• **DATA IN THIS EXERCISE**:
Segment Open
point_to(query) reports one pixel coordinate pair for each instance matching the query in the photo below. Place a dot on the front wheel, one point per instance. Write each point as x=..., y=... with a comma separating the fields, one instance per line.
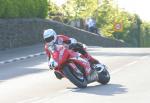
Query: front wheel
x=77, y=79
x=104, y=76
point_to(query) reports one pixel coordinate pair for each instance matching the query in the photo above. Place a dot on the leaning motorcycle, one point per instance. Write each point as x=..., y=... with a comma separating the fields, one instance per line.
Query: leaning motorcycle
x=76, y=67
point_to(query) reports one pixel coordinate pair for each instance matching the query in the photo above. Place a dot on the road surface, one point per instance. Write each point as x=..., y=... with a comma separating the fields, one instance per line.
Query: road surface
x=29, y=80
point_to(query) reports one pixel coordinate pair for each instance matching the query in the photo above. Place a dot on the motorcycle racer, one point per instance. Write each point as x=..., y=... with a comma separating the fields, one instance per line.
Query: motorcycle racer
x=51, y=38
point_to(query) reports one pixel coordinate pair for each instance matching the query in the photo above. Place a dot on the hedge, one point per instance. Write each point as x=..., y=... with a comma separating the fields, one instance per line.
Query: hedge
x=23, y=8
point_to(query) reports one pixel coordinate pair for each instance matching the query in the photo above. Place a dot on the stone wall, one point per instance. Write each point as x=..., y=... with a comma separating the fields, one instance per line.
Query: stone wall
x=22, y=32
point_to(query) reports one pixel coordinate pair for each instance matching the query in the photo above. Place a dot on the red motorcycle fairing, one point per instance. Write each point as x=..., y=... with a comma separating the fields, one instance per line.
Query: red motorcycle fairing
x=64, y=56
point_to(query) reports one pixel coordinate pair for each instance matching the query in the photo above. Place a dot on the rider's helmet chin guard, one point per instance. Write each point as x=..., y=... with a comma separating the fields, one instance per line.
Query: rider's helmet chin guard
x=50, y=36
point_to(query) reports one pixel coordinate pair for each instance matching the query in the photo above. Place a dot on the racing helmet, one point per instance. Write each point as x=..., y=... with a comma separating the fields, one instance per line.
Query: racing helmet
x=49, y=36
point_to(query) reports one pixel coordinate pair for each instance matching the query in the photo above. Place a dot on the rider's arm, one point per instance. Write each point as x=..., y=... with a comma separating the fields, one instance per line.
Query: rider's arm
x=68, y=40
x=47, y=51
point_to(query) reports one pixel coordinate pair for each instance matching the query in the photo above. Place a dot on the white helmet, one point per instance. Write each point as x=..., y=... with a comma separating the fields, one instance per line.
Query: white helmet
x=49, y=36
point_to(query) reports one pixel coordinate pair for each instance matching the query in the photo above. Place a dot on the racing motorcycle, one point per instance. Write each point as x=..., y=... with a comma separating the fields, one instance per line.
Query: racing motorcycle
x=75, y=67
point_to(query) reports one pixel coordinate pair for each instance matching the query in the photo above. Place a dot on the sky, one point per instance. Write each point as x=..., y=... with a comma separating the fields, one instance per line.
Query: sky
x=140, y=7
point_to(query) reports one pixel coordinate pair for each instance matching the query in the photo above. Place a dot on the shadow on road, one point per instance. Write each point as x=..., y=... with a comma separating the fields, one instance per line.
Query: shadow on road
x=117, y=54
x=21, y=68
x=108, y=90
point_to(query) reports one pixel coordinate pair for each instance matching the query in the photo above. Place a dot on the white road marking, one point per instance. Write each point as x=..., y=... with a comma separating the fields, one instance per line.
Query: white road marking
x=46, y=99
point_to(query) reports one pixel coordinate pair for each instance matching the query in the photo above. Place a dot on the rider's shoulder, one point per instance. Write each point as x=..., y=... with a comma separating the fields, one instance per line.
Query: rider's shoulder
x=63, y=36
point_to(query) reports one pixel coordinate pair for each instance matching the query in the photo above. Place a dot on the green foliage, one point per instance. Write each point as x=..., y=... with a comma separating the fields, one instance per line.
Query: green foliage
x=145, y=37
x=106, y=14
x=23, y=8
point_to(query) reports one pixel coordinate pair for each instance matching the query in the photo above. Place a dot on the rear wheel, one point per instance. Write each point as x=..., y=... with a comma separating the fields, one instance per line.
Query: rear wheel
x=77, y=78
x=104, y=76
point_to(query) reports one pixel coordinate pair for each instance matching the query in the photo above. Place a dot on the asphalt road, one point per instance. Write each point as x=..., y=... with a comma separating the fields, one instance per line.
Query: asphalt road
x=30, y=81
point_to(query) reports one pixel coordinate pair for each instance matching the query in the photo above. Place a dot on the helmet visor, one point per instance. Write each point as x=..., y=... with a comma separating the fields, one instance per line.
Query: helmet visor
x=49, y=39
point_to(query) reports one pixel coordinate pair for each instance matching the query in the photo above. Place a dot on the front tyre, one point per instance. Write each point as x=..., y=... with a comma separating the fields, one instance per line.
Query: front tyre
x=75, y=78
x=104, y=76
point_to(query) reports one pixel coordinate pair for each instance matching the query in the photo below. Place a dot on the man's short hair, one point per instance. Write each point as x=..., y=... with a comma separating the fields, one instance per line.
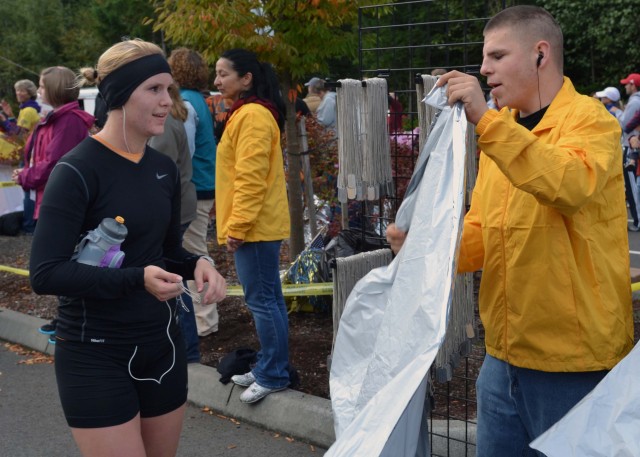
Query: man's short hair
x=534, y=24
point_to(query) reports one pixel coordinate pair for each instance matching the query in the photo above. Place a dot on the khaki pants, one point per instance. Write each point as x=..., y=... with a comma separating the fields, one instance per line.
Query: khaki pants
x=195, y=241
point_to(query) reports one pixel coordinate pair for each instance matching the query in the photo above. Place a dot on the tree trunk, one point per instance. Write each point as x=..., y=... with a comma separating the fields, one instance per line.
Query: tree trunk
x=294, y=183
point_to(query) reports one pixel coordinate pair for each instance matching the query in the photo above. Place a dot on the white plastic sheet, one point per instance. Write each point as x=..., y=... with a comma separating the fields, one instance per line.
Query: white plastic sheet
x=606, y=423
x=396, y=316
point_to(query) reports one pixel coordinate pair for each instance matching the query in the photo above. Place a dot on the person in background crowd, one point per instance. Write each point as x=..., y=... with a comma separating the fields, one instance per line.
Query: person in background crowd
x=173, y=143
x=191, y=73
x=60, y=131
x=313, y=98
x=630, y=155
x=120, y=359
x=16, y=131
x=327, y=110
x=28, y=116
x=252, y=211
x=555, y=296
x=610, y=98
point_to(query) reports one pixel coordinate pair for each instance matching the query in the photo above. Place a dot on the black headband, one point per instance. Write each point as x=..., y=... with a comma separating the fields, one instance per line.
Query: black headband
x=117, y=86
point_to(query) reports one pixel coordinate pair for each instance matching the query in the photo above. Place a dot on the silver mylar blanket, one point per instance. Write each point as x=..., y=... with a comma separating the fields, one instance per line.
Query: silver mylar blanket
x=606, y=423
x=395, y=318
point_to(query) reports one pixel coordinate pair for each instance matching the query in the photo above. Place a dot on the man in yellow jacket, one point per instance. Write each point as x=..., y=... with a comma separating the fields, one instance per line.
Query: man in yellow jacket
x=548, y=227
Segment Closed
If a line in the records contains the word "below", copy it out.

• **OUTPUT FOR THIS EXERCISE**:
point_to(query) reports one pixel coordinate pair for each instance matching the query in the photo below. Place a dot on the front wheel, one point per instance. Write each point as x=..., y=... with a comma separating the fields, one instance per line.
point_to(query) reports one pixel coordinate pair for each instance matching the query in the photo below. Place a dot on the man's short hair, one point per instance. Write each point as x=..., y=... with a comma separating the fields, one instance per line.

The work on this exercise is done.